→ TASK GOAL:
Without altering anything, output the material below.
:::::
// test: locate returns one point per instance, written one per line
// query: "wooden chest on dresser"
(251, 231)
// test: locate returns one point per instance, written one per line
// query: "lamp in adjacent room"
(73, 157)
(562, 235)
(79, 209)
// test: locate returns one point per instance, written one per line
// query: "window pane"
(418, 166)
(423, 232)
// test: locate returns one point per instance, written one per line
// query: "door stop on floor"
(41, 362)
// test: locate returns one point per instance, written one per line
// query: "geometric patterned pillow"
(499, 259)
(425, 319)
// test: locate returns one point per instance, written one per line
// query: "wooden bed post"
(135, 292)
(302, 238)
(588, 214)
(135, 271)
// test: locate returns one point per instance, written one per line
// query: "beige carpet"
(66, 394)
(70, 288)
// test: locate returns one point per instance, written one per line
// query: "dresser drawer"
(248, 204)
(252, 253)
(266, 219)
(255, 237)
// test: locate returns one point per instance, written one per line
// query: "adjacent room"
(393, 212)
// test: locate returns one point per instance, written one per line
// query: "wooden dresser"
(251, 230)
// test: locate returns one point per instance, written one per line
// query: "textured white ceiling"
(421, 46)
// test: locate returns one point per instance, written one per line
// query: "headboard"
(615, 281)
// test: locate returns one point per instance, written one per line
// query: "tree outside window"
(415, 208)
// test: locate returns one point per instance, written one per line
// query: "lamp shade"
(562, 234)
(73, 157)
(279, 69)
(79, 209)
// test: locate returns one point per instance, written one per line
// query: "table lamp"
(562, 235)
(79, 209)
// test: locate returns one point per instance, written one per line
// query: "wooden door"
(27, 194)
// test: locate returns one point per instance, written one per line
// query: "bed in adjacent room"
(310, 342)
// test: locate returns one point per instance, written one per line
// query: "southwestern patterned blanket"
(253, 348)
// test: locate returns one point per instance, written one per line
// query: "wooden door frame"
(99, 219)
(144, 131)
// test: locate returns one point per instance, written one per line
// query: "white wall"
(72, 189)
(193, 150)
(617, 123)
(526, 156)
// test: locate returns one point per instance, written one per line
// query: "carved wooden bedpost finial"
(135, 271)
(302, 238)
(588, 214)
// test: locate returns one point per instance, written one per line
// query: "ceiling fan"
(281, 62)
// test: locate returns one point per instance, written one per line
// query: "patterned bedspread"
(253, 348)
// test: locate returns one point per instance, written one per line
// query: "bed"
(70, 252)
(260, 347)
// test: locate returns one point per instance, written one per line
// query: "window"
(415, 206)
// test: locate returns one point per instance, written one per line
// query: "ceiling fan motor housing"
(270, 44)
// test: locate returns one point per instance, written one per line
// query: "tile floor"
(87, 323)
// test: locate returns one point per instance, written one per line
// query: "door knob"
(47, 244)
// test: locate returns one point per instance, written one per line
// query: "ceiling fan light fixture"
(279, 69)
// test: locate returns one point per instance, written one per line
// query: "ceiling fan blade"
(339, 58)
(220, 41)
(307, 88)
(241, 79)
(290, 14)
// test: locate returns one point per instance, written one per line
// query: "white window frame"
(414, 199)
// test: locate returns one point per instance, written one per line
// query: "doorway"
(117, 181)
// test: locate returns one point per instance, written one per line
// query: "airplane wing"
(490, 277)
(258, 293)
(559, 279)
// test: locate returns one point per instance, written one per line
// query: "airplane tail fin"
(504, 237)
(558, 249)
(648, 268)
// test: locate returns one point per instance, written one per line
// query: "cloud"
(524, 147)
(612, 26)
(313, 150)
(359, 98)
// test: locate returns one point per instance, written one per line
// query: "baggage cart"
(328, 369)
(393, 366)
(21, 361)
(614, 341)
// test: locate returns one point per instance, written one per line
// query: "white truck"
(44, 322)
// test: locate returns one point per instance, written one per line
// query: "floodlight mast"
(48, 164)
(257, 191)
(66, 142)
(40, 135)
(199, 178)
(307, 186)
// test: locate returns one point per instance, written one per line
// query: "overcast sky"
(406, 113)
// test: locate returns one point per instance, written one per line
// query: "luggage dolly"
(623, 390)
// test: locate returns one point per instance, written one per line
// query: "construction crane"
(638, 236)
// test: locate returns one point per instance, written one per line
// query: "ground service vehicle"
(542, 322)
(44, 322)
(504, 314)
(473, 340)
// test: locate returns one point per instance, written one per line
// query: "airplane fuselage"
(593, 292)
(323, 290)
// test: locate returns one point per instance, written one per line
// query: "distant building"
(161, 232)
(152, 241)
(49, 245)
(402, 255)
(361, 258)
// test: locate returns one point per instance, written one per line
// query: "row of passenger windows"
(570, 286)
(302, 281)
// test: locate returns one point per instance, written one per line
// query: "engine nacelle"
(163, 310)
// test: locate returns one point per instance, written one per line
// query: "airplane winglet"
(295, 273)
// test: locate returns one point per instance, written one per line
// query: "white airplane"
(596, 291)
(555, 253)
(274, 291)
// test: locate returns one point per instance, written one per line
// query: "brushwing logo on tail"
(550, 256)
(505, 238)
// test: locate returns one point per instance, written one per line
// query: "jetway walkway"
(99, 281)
:::::
→ THE OUTPUT:
// test: locate returns one point per instance, written one per line
// query: "wooden chest on dresser"
(251, 231)
// test: locate returns one point per instance, written one per line
// query: "lamp in adjacent room"
(73, 157)
(562, 235)
(79, 209)
// test: locate returns one point per instance, written one per line
// query: "window pane"
(418, 166)
(423, 232)
// test: locate returns one point per instance, written one per line
// query: "door stop on floor"
(41, 362)
// test: locate returns one point per instance, written one per line
// query: "geometric patterned pillow"
(499, 259)
(425, 319)
// test: locate returns one point per instance, written one per line
// query: "wooden bed post"
(135, 292)
(302, 238)
(588, 214)
(135, 271)
// test: locate returns one point per instance, written one per line
// query: "beige carpet"
(66, 394)
(70, 288)
// test: locate returns one point per instance, written one per line
// query: "dresser drawer"
(248, 204)
(252, 253)
(266, 219)
(255, 237)
// test: locate returns one point per instance, written one per line
// query: "adjacent room"
(393, 212)
// test: locate returns one point per instance, written one per line
// query: "wooden dresser"
(251, 230)
// test: locate returns one point per instance, written one per line
// query: "textured white ceiling"
(421, 46)
// test: locate returns one point per instance, written one per line
// query: "headboard"
(615, 281)
// test: locate returns one point per instance, written one per line
// query: "tree outside window"
(415, 208)
// test: locate returns one point per instance, written one per line
// query: "lamp shade"
(562, 234)
(73, 157)
(279, 69)
(79, 209)
// test: locate returns one point per instance, written one per line
// query: "table lamp"
(562, 235)
(79, 209)
// test: locate returns one point per instance, written one per line
// query: "wooden door"
(27, 194)
// test: locate returns one point per instance, written one per line
// query: "bed in adjacent room"
(310, 342)
// test: locate returns one point per instance, written one per line
// query: "southwestern patterned blanket"
(253, 348)
// test: locate returns one point per instance, written one per line
// query: "wooden door frame"
(99, 219)
(144, 131)
// test: locate returns one point per instance, written one per line
// query: "white wall"
(72, 189)
(193, 150)
(617, 123)
(526, 156)
// test: locate returns one point per instance, written one per line
// query: "carved wooden bedpost finial"
(135, 271)
(302, 238)
(588, 214)
// test: locate returns one point per instance, written one per line
// query: "ceiling fan"
(281, 62)
// test: locate returns one point per instance, written one per line
// query: "patterned bedspread"
(253, 348)
// test: locate returns one point per instance, written one per line
// query: "bed"
(70, 252)
(260, 347)
// test: locate returns one point per instance, written one per line
// query: "window"
(415, 206)
// test: locate returns one point per instance, written one per line
// query: "ceiling fan motor housing"
(270, 44)
// test: locate returns one point per instance, written one per line
// query: "tile floor"
(87, 323)
// test: locate returns one point per instance, written one per line
// query: "door knob"
(47, 244)
// test: locate returns one point per instance, written one per line
// query: "ceiling fan light fixture"
(279, 69)
// test: locate returns one point per instance, written one per line
// query: "ceiling fan blade"
(339, 58)
(220, 41)
(307, 88)
(241, 79)
(290, 14)
// test: locate returns one point per instance, written one per line
// query: "white window frame"
(414, 199)
// test: locate returns one point per instance, written one per line
// query: "doorway"
(117, 181)
// test: locate returns one point per instance, written one per line
// query: "airplane wing"
(490, 277)
(258, 293)
(559, 279)
// test: locate returns one point per instance, written one per line
// query: "airplane tail fin"
(504, 237)
(558, 249)
(648, 268)
// test: locate returns one point per instance, written one per line
// query: "cloud"
(524, 147)
(612, 26)
(313, 150)
(359, 98)
// test: locate returns one point per instance, written one per line
// query: "baggage cart"
(328, 369)
(393, 366)
(21, 361)
(614, 341)
// test: locate returns one point per instance, written one per line
// query: "white truck"
(44, 322)
// test: locate returns one point per instance, written one per line
// query: "floodlight mast"
(48, 164)
(257, 191)
(66, 142)
(40, 135)
(199, 178)
(307, 186)
// test: locate returns one point per instance, written one per line
// query: "overcast sky"
(406, 113)
// test: locate returns one point per instance, written one per line
// query: "luggage dolly"
(623, 390)
// test: locate returns one point per instance, written one per line
// query: "construction crane"
(638, 236)
// test: locate returns one point per instance, written one per line
// query: "ground service vehicle"
(542, 322)
(44, 322)
(504, 314)
(473, 340)
// test: locate returns one point per instance, written one per line
// query: "airplane fuselage"
(593, 292)
(323, 290)
// test: locate returns one point per instance, written one per line
// query: "distant building"
(161, 232)
(152, 241)
(49, 245)
(402, 255)
(361, 258)
// test: locate returns one point per instance, written one per line
// query: "row of passenger windows"
(570, 286)
(302, 281)
// test: locate returns one point per instance, written one per line
// query: "engine nacelle"
(163, 310)
// test: locate returns one point per instance, written one per line
// query: "airplane winglet"
(295, 273)
// test: locate returns one point per instance, written one per line
// query: "white airplane"
(596, 291)
(555, 253)
(274, 291)
// test: locate returns one point per instance, written one per line
// query: "brushwing logo on tail"
(550, 256)
(505, 238)
// test: locate returns one point per instance, written one per line
// query: "jetway walkway"
(99, 281)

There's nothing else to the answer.